PROVIDED TEXT
Uptake: Unrest In the Healthcare Workforce

November 10, 2023

By Dmitry Beyder, MPA, CNMT
—SNMMI-TS President

If rising supply costs and reimbursement pressures weren’t already enough for our American healthcare system to deal with in 2023, now additional pressures are wreaking havoc in our workforce, increasing labor shortages and discontent among actively hard-working healthcare professionals. Thus far in 2023, we have already had seven major healthcare strikes, with another looming. The employees’ ask is consistent: better wages and more staff to help with patient care.

Does this effect nuclear medicine technologists? You betcha!

Recent surveys conducted by the SNMMI-TS show that nuclear medicine technologists (NMTs) are leaving the clinical field to go to industry and education positions or to retire. While these are healthy professional migration patterns, there is concern that by the end of this decade, we could be facing workforce gap of up to 30%; thousands of technologists will be unavailable to undertake the growing demand in the clinic for nuclear medicine and PET diagnostics and life-changing therapy for patients with neuroendocrine tumors, prostate cancer, and other illnesses. We have work to do to ensure that NMTs are healthy and content in the future and that our patients have access to molecular imaging and therapy.

The good news is that the SNMMI Technologist Section leadership and committees are working on it.

We are innovating with the Nuclear Medicine Technology Certification Board to ensure that NMTs in the U.S. are ready for modern molecular imaging and therapy techniques coming our way.

  • We are working with educators on creative ways to increase the number of NMTs entering the field and continuing to build their knowledge and long-term expertise.
  • We are exploring the global NMT landscape—in partnership with the European Association of Nuclear Medicine, Rural Alliance in Nuclear Scintigraphy, Australian and New Zealand Society of Nuclear Medicine, and Ghana NMTs—to work out a way to share the workforce internationally.
  • Finally, the SNMMI-TS is working with SNMMI Value Initiative industry partners on creative ways to support, encourage and strengthen NMT development in the U.S.

Will our efforts solve all the issues facing the healthcare workforce? No, it will not. However, we hope that these initiatives and partnerships will help us ensure that NMTs globally are supported, invested in, and ready for what comes down the pike in our exciting field. Buckle up and enjoy the ride! Nuclear medicine technologists will play an integral role in the future, and we are determined that our professional group will be ready.

SUPPLIED MATERIAL
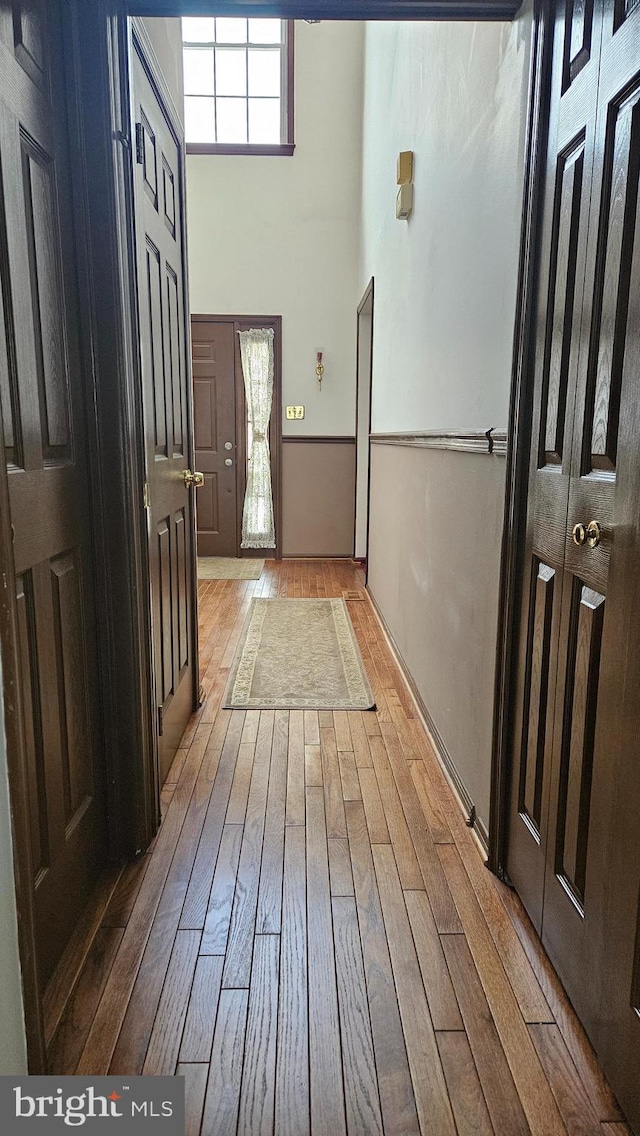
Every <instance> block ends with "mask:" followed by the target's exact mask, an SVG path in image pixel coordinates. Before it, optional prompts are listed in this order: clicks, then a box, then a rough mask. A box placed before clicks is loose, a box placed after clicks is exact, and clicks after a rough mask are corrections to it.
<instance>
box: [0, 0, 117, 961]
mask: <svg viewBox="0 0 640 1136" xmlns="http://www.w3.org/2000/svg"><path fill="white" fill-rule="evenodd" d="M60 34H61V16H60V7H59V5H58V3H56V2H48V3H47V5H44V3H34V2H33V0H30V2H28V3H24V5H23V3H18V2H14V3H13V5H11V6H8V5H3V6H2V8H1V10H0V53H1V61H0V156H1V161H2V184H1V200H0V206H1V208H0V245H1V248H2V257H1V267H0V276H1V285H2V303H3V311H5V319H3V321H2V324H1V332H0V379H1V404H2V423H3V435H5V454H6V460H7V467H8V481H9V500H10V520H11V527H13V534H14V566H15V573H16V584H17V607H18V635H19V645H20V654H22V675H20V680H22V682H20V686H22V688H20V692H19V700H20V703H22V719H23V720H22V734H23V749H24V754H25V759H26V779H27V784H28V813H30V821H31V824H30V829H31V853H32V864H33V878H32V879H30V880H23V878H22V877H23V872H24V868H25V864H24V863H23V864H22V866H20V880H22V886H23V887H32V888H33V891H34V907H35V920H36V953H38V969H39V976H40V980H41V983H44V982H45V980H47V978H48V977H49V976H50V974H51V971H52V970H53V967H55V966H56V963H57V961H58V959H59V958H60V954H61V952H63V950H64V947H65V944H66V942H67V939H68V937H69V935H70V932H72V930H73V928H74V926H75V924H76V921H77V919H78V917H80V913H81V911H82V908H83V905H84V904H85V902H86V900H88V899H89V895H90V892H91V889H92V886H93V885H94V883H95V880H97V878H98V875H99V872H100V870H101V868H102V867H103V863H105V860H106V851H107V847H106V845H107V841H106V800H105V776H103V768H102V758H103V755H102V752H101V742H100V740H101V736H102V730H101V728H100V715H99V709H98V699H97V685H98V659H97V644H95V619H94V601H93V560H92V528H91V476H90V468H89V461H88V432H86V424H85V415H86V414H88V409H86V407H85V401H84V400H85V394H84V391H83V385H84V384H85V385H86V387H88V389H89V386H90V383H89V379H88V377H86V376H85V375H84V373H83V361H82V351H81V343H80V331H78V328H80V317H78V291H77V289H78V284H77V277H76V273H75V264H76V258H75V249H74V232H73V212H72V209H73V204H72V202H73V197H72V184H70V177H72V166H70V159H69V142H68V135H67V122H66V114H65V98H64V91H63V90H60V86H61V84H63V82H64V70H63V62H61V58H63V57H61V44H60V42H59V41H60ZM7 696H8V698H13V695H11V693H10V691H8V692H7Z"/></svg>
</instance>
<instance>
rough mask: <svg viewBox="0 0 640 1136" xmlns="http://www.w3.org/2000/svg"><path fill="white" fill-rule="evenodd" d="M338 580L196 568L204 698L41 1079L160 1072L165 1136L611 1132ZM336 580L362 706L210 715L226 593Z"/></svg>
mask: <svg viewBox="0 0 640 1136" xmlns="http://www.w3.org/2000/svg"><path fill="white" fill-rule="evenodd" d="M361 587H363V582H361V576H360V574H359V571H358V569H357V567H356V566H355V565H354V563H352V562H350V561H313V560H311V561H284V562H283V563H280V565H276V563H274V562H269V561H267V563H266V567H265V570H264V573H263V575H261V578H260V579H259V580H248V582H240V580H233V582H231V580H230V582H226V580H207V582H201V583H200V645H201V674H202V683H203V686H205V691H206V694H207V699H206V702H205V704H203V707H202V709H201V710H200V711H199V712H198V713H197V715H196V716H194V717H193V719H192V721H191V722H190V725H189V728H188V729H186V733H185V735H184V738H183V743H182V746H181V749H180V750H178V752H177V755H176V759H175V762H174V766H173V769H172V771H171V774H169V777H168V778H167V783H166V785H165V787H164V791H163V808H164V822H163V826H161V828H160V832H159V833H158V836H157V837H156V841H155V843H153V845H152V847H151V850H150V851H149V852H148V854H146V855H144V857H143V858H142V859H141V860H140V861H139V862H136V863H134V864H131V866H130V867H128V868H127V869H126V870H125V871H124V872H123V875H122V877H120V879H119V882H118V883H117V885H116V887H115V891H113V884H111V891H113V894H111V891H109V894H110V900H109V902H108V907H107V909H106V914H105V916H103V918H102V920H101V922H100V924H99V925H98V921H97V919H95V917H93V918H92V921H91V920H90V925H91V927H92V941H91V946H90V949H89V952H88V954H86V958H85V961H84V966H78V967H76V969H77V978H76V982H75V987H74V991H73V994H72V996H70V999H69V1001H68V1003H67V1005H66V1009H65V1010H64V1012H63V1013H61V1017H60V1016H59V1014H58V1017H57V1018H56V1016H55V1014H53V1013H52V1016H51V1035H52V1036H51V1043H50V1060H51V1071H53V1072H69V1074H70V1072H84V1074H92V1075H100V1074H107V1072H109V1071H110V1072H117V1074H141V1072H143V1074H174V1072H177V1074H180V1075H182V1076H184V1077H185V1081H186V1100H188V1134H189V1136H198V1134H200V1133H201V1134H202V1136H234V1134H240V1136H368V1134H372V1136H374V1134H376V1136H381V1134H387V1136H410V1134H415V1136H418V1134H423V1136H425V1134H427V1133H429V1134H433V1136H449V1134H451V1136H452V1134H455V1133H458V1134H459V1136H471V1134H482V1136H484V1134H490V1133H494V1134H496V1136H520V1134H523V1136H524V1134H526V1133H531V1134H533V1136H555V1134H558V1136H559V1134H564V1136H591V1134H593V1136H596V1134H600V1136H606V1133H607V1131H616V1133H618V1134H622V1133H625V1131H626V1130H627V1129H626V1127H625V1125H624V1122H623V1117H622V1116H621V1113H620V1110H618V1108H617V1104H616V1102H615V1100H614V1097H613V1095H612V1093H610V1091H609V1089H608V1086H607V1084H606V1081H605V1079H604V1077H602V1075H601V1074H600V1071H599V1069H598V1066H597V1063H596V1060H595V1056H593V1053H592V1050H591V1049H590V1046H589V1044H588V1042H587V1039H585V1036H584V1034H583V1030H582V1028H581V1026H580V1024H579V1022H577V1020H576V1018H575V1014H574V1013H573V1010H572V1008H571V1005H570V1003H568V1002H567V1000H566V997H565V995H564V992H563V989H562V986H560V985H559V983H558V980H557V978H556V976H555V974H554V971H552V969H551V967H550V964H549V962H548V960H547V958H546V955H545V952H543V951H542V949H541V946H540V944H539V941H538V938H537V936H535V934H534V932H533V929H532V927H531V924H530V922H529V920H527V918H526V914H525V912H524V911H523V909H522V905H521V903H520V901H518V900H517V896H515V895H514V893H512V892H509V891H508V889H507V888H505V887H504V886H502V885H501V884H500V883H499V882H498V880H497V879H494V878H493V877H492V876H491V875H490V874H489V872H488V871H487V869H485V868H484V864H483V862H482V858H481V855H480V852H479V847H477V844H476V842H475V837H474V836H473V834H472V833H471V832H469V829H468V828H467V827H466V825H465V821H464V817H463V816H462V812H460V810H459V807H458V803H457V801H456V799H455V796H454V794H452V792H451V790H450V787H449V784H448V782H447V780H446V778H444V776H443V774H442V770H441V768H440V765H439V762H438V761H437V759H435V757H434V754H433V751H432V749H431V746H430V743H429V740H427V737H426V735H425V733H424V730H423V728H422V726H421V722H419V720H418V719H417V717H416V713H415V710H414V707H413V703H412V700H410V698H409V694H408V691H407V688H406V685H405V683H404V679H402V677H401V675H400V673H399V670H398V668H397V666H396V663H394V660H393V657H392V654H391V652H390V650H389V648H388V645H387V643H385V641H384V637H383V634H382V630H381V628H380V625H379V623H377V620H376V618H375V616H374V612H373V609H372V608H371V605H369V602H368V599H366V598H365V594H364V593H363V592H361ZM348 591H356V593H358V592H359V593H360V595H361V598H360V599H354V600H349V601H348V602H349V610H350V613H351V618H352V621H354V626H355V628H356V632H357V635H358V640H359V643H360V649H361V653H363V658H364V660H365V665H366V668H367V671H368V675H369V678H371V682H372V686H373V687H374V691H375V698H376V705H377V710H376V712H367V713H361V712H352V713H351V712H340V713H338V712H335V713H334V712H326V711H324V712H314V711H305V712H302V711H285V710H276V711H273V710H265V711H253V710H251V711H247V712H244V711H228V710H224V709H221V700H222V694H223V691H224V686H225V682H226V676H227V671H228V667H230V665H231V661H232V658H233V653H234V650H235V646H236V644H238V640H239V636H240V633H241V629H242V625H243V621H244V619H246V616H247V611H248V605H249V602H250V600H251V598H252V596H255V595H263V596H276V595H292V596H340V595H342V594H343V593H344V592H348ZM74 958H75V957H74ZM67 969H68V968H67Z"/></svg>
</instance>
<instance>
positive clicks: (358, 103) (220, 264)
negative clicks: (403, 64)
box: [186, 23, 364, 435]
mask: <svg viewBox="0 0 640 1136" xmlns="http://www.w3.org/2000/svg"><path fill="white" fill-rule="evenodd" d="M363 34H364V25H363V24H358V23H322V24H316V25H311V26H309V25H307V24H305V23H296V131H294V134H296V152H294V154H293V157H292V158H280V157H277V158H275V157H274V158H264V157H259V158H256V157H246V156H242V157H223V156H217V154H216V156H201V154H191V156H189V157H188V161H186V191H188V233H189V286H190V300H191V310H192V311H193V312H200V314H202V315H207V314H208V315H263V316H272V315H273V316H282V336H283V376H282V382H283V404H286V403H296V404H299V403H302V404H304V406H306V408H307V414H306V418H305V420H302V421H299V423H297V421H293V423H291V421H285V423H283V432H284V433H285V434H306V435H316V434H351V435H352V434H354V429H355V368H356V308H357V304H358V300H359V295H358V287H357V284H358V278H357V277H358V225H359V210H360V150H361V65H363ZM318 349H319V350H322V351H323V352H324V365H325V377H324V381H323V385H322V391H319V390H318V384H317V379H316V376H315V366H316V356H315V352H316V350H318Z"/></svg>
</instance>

TO DO
- 1) Copy word for word the passage in the healthcare workforce column from "November 10, 2023" to "with patient care.".
- 2) In the healthcare workforce column, why is there concern about the supply of nuclear medicine technologists by the end of this decade? Answer in one to three sentences.

ANSWERS BY ITEM NUMBER
- 1)
November 10, 2023

By Dmitry Beyder, MPA, CNMT
—SNMMI-TS President

If rising supply costs and reimbursement pressures weren’t already enough for our American healthcare system to deal with in 2023, now additional pressures are wreaking havoc in our workforce, increasing labor shortages and discontent among actively hard-working healthcare professionals. Thus far in 2023, we have already had seven major healthcare strikes, with another looming. The employees’ ask is consistent: better wages and more staff to help with patient care.

- 2) SNMMI-TS surveys show that nuclear medicine technologists are leaving the clinical field for industry and education positions or retiring. By the end of the decade, this could leave a workforce gap of up to 30%. Thousands of technologists would then be unavailable to meet the growing clinical demand for nuclear medicine and PET diagnostics and for therapy for patients with neuroendocrine tumors, prostate cancer, and other illnesses.